WORK INSTRUCTIONS: Return every record below exactly as written, omitting any pictures.

RECORDED DATA:
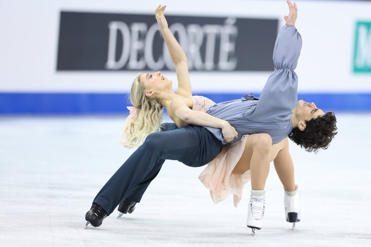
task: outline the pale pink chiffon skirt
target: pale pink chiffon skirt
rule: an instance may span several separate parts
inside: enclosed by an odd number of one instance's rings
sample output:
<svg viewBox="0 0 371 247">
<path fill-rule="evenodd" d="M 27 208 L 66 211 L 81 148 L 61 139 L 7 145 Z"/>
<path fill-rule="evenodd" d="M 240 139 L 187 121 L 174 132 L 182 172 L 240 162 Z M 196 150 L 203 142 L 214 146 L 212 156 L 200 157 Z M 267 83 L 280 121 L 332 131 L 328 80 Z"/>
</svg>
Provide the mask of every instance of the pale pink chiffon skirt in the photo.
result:
<svg viewBox="0 0 371 247">
<path fill-rule="evenodd" d="M 233 174 L 232 171 L 242 155 L 248 136 L 245 135 L 240 141 L 223 148 L 198 176 L 206 188 L 210 190 L 215 203 L 233 194 L 234 207 L 237 207 L 242 198 L 243 186 L 250 181 L 250 171 L 243 175 Z"/>
</svg>

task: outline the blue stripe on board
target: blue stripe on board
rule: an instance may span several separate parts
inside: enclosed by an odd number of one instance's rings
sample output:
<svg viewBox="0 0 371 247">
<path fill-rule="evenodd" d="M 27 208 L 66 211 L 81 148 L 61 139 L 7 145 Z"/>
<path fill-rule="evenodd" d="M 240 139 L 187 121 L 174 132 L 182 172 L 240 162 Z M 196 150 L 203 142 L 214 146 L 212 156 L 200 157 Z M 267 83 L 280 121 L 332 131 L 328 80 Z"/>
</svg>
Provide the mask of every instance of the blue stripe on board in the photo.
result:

CORRECT OUTPUT:
task: outline the pale pink chiffon skirt
target: pale pink chiffon skirt
rule: an instance may span several separate parts
inside: enclosed by an odd number of one instance's rings
sample output:
<svg viewBox="0 0 371 247">
<path fill-rule="evenodd" d="M 27 208 L 66 211 L 81 148 L 61 139 L 7 145 Z"/>
<path fill-rule="evenodd" d="M 240 139 L 187 121 L 174 132 L 182 172 L 240 162 Z M 196 150 L 203 142 L 214 146 L 212 156 L 200 157 Z M 267 83 L 280 121 L 332 131 L 328 80 Z"/>
</svg>
Provide the mask of every instance of the pale pink chiffon skirt in the photo.
result:
<svg viewBox="0 0 371 247">
<path fill-rule="evenodd" d="M 233 174 L 232 171 L 242 155 L 248 136 L 245 135 L 240 141 L 223 148 L 198 176 L 206 188 L 210 190 L 215 203 L 233 194 L 234 207 L 237 207 L 242 198 L 243 186 L 250 181 L 250 171 L 243 175 Z"/>
</svg>

task: outline the blue stripe on board
target: blue stripe on board
rule: an instance may span several separate parts
inside: enclosed by an odd number of one instance's rings
sample output:
<svg viewBox="0 0 371 247">
<path fill-rule="evenodd" d="M 27 208 L 66 211 L 81 148 L 61 139 L 7 145 Z"/>
<path fill-rule="evenodd" d="M 240 139 L 187 121 L 174 132 L 182 172 L 240 162 Z M 196 150 L 203 142 L 214 146 L 212 156 L 200 157 Z M 267 83 L 280 121 L 332 131 L 328 80 Z"/>
</svg>
Provide the mask of every instance of the blue stripe on board in the photo.
result:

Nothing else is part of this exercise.